— Written exercise —
Please format the material below as a JSON list of strings, with one string per line and blank lines omitted. Leave the pictures out of the list.

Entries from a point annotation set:

START

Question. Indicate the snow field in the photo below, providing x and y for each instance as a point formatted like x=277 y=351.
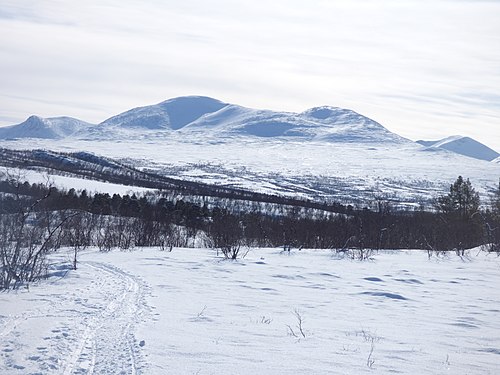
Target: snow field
x=190 y=312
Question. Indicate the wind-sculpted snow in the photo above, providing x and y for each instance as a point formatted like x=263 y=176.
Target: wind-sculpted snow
x=464 y=146
x=321 y=153
x=189 y=312
x=45 y=128
x=202 y=117
x=170 y=114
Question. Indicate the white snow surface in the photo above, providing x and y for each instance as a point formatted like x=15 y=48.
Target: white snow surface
x=190 y=312
x=321 y=153
x=46 y=128
x=464 y=146
x=79 y=184
x=211 y=117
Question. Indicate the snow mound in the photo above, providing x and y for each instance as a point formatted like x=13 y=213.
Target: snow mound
x=328 y=124
x=46 y=128
x=198 y=118
x=170 y=114
x=464 y=146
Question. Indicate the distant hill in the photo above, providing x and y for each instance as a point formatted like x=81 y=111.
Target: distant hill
x=198 y=115
x=46 y=128
x=464 y=146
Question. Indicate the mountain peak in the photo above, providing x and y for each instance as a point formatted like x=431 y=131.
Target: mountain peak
x=463 y=145
x=171 y=114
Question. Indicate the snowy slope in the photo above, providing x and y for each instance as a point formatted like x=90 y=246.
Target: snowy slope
x=322 y=153
x=48 y=128
x=189 y=312
x=171 y=114
x=206 y=117
x=464 y=146
x=327 y=124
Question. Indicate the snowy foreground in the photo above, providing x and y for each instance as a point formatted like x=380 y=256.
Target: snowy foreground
x=189 y=312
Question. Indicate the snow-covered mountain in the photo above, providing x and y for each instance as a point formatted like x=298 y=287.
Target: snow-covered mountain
x=325 y=153
x=47 y=128
x=464 y=146
x=171 y=114
x=197 y=115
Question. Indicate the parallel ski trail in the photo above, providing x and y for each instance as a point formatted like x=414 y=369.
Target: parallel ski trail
x=108 y=344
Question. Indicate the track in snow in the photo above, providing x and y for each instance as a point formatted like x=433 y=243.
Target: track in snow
x=84 y=330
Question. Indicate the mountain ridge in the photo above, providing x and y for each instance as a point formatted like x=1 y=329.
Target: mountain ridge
x=215 y=118
x=464 y=146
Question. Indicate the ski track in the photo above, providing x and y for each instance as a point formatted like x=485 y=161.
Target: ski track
x=91 y=331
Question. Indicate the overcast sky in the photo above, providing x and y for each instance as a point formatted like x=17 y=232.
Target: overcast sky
x=423 y=69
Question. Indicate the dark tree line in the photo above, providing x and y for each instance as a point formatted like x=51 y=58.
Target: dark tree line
x=36 y=219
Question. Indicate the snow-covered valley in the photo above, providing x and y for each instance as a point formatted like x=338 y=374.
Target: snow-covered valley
x=324 y=153
x=190 y=312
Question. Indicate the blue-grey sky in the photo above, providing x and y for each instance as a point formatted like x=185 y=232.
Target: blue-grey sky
x=423 y=68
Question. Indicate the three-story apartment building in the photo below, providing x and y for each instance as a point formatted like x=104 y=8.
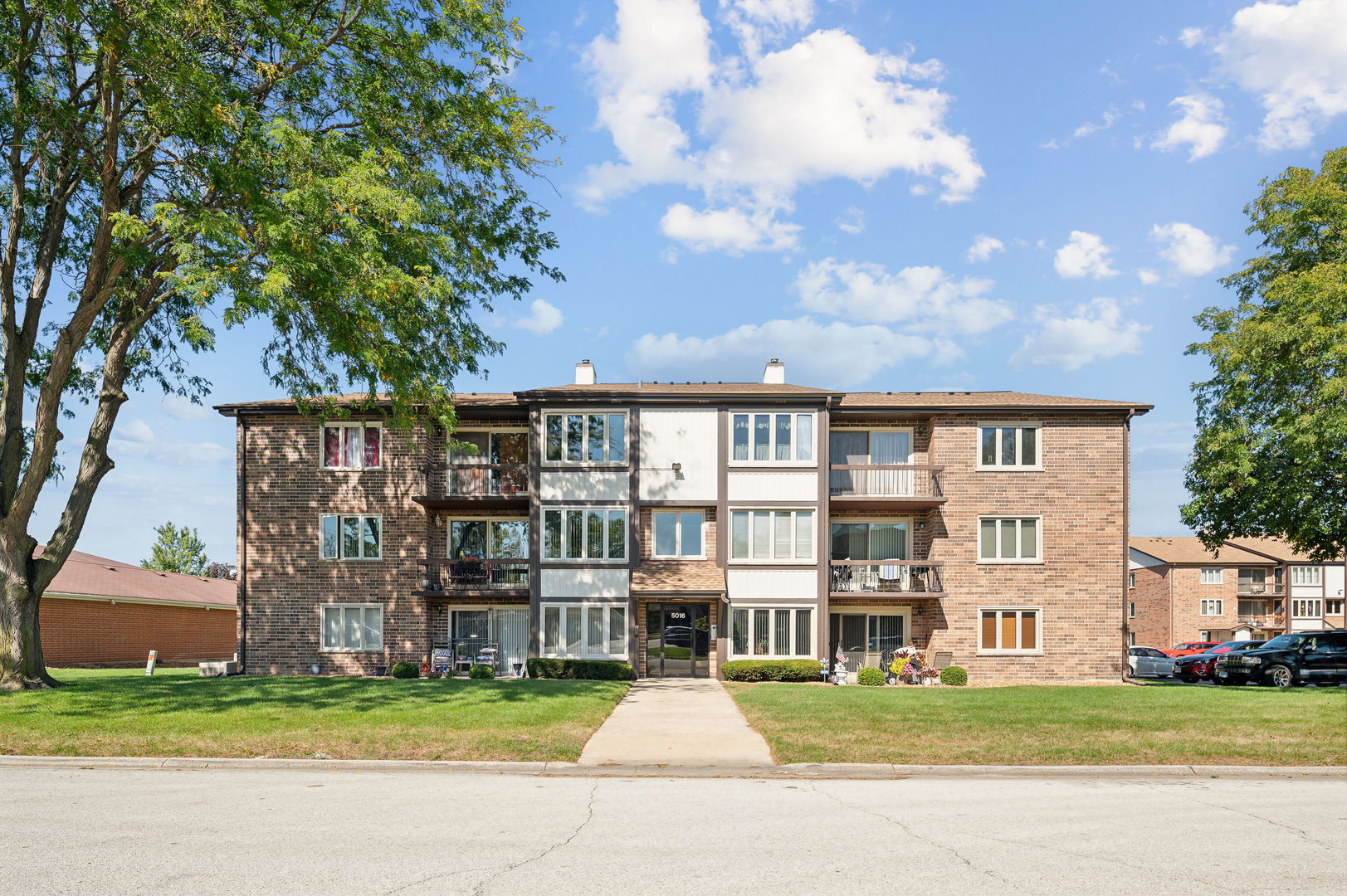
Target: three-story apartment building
x=678 y=526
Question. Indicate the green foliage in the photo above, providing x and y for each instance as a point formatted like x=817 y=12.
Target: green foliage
x=871 y=677
x=955 y=675
x=1271 y=455
x=404 y=670
x=178 y=550
x=592 y=670
x=771 y=671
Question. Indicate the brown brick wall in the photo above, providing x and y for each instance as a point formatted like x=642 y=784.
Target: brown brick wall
x=77 y=632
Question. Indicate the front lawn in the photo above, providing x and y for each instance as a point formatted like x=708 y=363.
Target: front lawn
x=175 y=713
x=1046 y=725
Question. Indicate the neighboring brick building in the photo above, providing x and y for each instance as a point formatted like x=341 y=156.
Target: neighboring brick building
x=681 y=526
x=100 y=612
x=1184 y=592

END

— Task result —
[
  "Question. Indicate the snow field in the photo below, providing x and y for each instance as a point formatted like x=277 y=351.",
  "Target: snow field",
  "x=190 y=312",
  "Question. Indicate the wind-sculpted snow in the photo above, providing x and y for each instance as a point formatted like x=263 y=176.",
  "Target: wind-sculpted snow",
  "x=464 y=146",
  "x=321 y=153",
  "x=189 y=312",
  "x=45 y=128",
  "x=202 y=117",
  "x=170 y=114",
  "Question. Indicate the white snow surface in the photo above, providing x and y for each instance as a point formatted like x=15 y=48.",
  "Target: white snow surface",
  "x=190 y=312",
  "x=321 y=153",
  "x=46 y=128",
  "x=464 y=146",
  "x=79 y=184",
  "x=211 y=117",
  "Question. Indicate the snow mound in the photo above, providing x and y for each instance as a point formatted like x=13 y=213.",
  "Target: snow mound",
  "x=328 y=124",
  "x=46 y=128",
  "x=198 y=118",
  "x=170 y=114",
  "x=464 y=146",
  "Question. Indicate the distant hill in the photo above, providing x and y for each instance as a point formatted like x=81 y=111.",
  "Target: distant hill",
  "x=198 y=115",
  "x=46 y=128",
  "x=464 y=146",
  "Question. Indicate the mountain peak in the photo above, providing x and y for each instance as a point formatted like x=431 y=131.",
  "Target: mountain peak",
  "x=463 y=145",
  "x=171 y=114",
  "Question. Indicate the snowy slope in the photo above, providing x and y for each instance as a point formatted like x=90 y=246.",
  "Target: snowy slope",
  "x=322 y=153",
  "x=48 y=128",
  "x=189 y=312",
  "x=171 y=114",
  "x=206 y=117",
  "x=464 y=146",
  "x=327 y=124",
  "Question. Indicate the snowy foreground in the photo above, providing x and y for each instance as a point formatted like x=380 y=256.",
  "Target: snowy foreground",
  "x=189 y=312",
  "Question. Indicate the snow-covered mountain in the photo above, providing x and y for each instance as a point formatted like x=298 y=287.",
  "Target: snow-covered mountain",
  "x=325 y=153",
  "x=47 y=128",
  "x=464 y=146",
  "x=171 y=114",
  "x=197 y=115",
  "Question. Indicate the parallel ski trail in the photo above, providing x and y for each instance as a point formatted like x=414 y=369.",
  "Target: parallel ski trail",
  "x=108 y=344",
  "Question. Indicate the track in snow in the photo above, providing x and y for each instance as a point formatted like x=433 y=243.",
  "Target: track in snow",
  "x=84 y=330",
  "Question. Indicate the mountain ridge in the photo above, providing x and y for each instance as a point formatted like x=1 y=329.",
  "Target: mountain ridge",
  "x=215 y=118",
  "x=464 y=146",
  "Question. Indicate the ski track in the photo above, providing x and y for each instance as a point formatted like x=485 y=161.",
  "Target: ski track",
  "x=91 y=331",
  "Question. Indicate the overcast sky in the photo above, providing x and y for each instance as a point formatted like x=17 y=232.",
  "Target: overcast sky",
  "x=423 y=69",
  "Question. Indicate the dark tree line in the photo above, providing x and y for each instance as a point formatted like x=51 y=58.",
  "Target: dark tree line",
  "x=36 y=219",
  "Question. Indicate the snow-covered valley in the photo above, providing x and y for each instance as a point formatted like x=338 y=374.",
  "Target: snow-covered valley",
  "x=324 y=153",
  "x=190 y=312",
  "Question. Indicate the blue-grey sky in the photo above, providing x and y for each instance as a point formatted like x=185 y=232.",
  "Target: blue-grey sky",
  "x=423 y=68",
  "Question. Indicate the three-story apartment building in the photo below, providing x and y for each instance as a point formatted like x=104 y=8.",
  "Target: three-story apartment building",
  "x=678 y=526",
  "Question. Indicate the green foliage in the photo above, providing x and y for each instance as a point formatted like x=817 y=12.",
  "Target: green foliage",
  "x=871 y=677",
  "x=955 y=675",
  "x=1271 y=455",
  "x=404 y=670",
  "x=178 y=550",
  "x=592 y=670",
  "x=771 y=671",
  "Question. Indicate the brown brick wall in the photo above, providing x and y for each instance as a point formatted like x=642 y=784.",
  "Target: brown brick wall",
  "x=77 y=632",
  "Question. Indicate the front lawn in the photo above, providing x and y for each instance as a point formatted like x=708 y=363.",
  "Target: front lawn",
  "x=175 y=713",
  "x=1046 y=725",
  "Question. Indicate the neighboring brick building in the photo above, providing x and y for each instance as a point formatted like x=341 y=156.",
  "Target: neighboring brick building",
  "x=681 y=526",
  "x=100 y=612",
  "x=1184 y=592"
]